== What to produce ==
List every example of linking infrastructure that the passage on campus design names.

== Extract provided ==
========================

This is in fact the virtue of places we think about as “privileged” in livability because they are set apart from the mainstream, including gated communities, resorts, and exclusive residential enclaves within cities or in upscale suburbs. 

Linking In


But such places are also “un-linked-in,’ except by internet and the auto – and they need better infrastructure to provide those links, such as: 21st- century post office that takes Amazon deliveries, 24-hour cafeteria as the hearth of the campus, pool, track, and gym open late, places to have coffee (Starbucks islands), all-hours pizza (study groups and cramming sessions don’t respect the 9-to-5 clock). All these fixes are geared to promoting food, sociability, and the outreach we all crave as the highest-rank social primates.  The rule here is that campus design in general needs to assume very high values for whatever is social and collegial.

These are the same virtues we seek out in our after-college lifestyles.  As I walked the 60-year-old campus, bathed in the greenish light of a rainy June late afternoon, I noticed other things: facing benches and outdoor tables inviting dialogue. There is seating everywhere, providing venues for the original form of teaching and learning: the dialogues we spontaneously construct at unplanned moments of day or evening, those moments in which a community of two creates the true education, the kind wrapped in mutual respect of one mind for another.  It’s the way culture is forged across thousands of years, linking us through the generations through the mind-melding that happens most iconically at college.

========================

[Point-per-instance localization data]
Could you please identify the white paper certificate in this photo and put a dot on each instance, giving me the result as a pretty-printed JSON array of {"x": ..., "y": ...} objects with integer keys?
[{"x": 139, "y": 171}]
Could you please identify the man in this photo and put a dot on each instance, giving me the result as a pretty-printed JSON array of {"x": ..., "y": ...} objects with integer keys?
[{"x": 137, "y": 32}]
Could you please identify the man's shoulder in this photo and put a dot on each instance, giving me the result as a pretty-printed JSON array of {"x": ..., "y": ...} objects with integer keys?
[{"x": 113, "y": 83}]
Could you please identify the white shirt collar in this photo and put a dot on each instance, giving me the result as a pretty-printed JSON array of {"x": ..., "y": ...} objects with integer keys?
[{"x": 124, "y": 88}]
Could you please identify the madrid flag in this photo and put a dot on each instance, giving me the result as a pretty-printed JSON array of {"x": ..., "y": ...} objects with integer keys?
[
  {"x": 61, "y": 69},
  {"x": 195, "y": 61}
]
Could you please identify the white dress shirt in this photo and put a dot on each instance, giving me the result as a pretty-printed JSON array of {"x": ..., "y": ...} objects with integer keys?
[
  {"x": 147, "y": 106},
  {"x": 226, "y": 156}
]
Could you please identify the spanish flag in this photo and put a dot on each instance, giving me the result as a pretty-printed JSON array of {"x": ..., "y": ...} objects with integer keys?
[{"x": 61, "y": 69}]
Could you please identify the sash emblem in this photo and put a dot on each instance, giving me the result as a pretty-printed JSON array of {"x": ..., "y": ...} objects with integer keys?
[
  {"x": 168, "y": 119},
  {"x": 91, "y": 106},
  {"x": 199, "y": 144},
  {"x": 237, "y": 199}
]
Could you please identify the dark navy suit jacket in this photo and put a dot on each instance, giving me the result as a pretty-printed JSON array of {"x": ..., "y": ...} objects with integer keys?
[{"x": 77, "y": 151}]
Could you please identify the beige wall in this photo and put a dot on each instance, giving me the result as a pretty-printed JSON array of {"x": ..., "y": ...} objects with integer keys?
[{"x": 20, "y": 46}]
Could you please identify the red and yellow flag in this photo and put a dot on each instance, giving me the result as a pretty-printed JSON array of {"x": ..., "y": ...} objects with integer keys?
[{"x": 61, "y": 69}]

========================

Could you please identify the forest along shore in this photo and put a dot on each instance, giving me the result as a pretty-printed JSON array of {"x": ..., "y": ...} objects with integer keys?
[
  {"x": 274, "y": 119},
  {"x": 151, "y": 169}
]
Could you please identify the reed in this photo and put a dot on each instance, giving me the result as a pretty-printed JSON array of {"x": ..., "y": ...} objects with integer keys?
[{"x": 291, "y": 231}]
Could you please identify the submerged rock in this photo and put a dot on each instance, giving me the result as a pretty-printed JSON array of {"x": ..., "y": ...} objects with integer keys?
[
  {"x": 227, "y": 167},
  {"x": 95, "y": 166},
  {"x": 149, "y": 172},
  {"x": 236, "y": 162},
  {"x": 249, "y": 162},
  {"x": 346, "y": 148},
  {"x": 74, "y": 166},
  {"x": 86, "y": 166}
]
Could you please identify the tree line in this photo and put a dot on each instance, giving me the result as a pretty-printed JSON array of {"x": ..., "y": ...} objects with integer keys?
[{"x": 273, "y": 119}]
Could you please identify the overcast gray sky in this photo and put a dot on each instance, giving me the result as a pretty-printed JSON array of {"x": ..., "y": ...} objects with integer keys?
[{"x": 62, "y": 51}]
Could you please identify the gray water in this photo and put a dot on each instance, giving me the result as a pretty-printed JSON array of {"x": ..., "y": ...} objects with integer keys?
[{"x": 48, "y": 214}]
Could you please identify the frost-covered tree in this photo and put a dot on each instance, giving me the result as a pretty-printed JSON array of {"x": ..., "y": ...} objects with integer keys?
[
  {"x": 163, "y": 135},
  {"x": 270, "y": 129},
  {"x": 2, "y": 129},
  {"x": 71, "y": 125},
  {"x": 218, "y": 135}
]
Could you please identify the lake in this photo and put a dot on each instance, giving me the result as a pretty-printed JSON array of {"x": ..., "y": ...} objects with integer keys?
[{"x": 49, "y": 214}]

========================

== Answer to this task ==
- 21st-century post office that takes Amazon deliveries
- 24-hour cafeteria as the hearth of the campus
- Pool, track, and gym open late
- Places to have coffee (Starbucks islands)
- All-hours pizza